Small private business investments offer potential profits and perils for both clients and advisors.
The client was experienced in business, all right. A
self-made, successful entrepreneur. Sophisticated, relatively. Still,
advisor Mike McCabe wasn't enthusiastic about the gentleman's
intention: to invest $150,000 in a friend's start-up. "The client fully
understood what he was getting into," says McCabe, a principal at WNA
Investment Programs Inc., in Hinsdale, Ill. But it was a mistake.
The venture failed soon after start-up, done in by a
combination of faulty legal advice and a zealous ex-employer hellbent
on enforcing a noncompete contract. The company's shares became
worthless, vaporizing client wealth, not to mention assets under
management. "My client doesn't hold a grudge against the guy, but it
was a lot of money to him and losing it hurt," McCabe says.
Stories of gritty entrepreneurs emerging from garage
workshops, backed only by the prescient capital of their faithful inner
circle, are the stuff of legend. And sometimes these bets do hit. "We
have had clients come out of deals [get] paid very well for their
participation," says Daniel B. Roe, a principal at Budros Ruhlin and
Roe in Columbus, Ohio. Some of his clients invest from $50,000 to
$500,000 in small, private companies in return for minority equity
stakes. Given the illiquidity, lack of management control, other risks
and five- to ten-year time horizon that's typically involved, "the
expected annual compound return on an individual deal should be at
least 20%, and probably more like 25% to 40%," Roe says. "You're
looking for a big payoff."
But all too often, the investment goose eggs. The
outcome suffered by McCabe's client is hardly rare. You can almost hear
James Taylor sing, "Sweet dreams and flying machines in pieces on the
ground," every time a client brings up this type of investing. Yet more
than just his interests are on the line when the topic is broached.
"If you are an NASD-registered representative,
helping someone make an investment decision about an unregistered
security could be considered selling away, which is prohibited," says
Richard Stumpf, principal of Financial Benefits Inc., a registered
investment advisory firm in Wichita, Kan.
Like many practitioners, Stumpf is also a registered
rep. So he has to be careful. "When my clients are approached with
these deals, I merely give them some basic questions to ask in
evaluating any business proposition, like whether their liability is
limited to the initial investment. Advising as to whether it's a good
investment or not gets into dangerous territory," Stumpf says. Your
errors-and-omissions policy might also have something pertinent to say
about such activity.
Occasionally, the client doesn't want advice but
rather a graceful way to decline the solicitation. Here, the advisor
plays the heavy, says Herb Daroff of BayState Financial Planning in
Boston. "We have written letters for clients suggesting that it might
not be a good idea to make the investment right now because of
liquidity, taxes or other concerns. Then the client can show the letter
and we, not the client, look like the bad guy," Daroff says.

_Instructions:_
1/ Answer the following questions using the article on small private business investments:
(a) How much did Mike McCabe's client intend to invest in a friend's start-up?
(b) What range of amounts do some of Daniel B. Roe's clients invest in small, private companies?
(c) In what city is BayState Financial Planning located?
2/ According to the article on small private business investments, why does Roe expect an individual deal to return at least 20% per year? Answer in one to three sentences.
3/ Reproduce the portion of the article on small private business investments between "The client was" and "was a mistake.", inclusive, replacing "entrepreneur" with "businessman".

(Collected data)
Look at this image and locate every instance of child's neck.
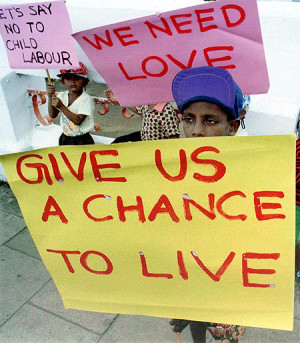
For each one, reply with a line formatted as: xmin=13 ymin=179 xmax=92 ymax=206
xmin=69 ymin=89 xmax=83 ymax=106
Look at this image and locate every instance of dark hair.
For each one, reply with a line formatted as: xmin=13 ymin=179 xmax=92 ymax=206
xmin=60 ymin=74 xmax=90 ymax=87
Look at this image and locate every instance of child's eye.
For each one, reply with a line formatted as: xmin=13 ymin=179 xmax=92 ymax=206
xmin=182 ymin=117 xmax=194 ymax=123
xmin=204 ymin=118 xmax=217 ymax=124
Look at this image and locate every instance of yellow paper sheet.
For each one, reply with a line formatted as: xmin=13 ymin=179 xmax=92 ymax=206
xmin=0 ymin=135 xmax=295 ymax=330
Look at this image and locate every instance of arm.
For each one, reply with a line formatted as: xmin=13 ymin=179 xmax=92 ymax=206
xmin=47 ymin=83 xmax=59 ymax=118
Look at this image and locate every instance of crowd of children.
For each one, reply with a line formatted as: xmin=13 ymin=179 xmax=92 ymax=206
xmin=47 ymin=64 xmax=300 ymax=343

_Solutions to the tasks:_
1/
(a) $150,000
(b) From $50,000 to $500,000
(c) Boston

2/ Roe cites the illiquidity, the lack of management control, other risks and the five- to ten-year time horizon that such deals typically involve. Given these factors, he says, the expected annual compound return should be at least 20%, and probably more like 25% to 40%.

3/
The client was experienced in business, all right. A
self-made, successful businessman. Sophisticated, relatively. Still,
advisor Mike McCabe wasn't enthusiastic about the gentleman's
intention: to invest $150,000 in a friend's start-up. "The client fully
understood what he was getting into," says McCabe, a principal at WNA
Investment Programs Inc., in Hinsdale, Ill. But it was a mistake.